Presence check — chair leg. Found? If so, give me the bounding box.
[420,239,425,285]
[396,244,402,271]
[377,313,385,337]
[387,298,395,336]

▶ **WHAT THIS TASK INVOLVES**
Output every entry shown above, exactly.

▶ **OUTPUT**
Presence check — chair leg. Found? If so, give me the bounding box.
[420,239,425,285]
[396,244,402,271]
[377,313,385,337]
[387,298,395,336]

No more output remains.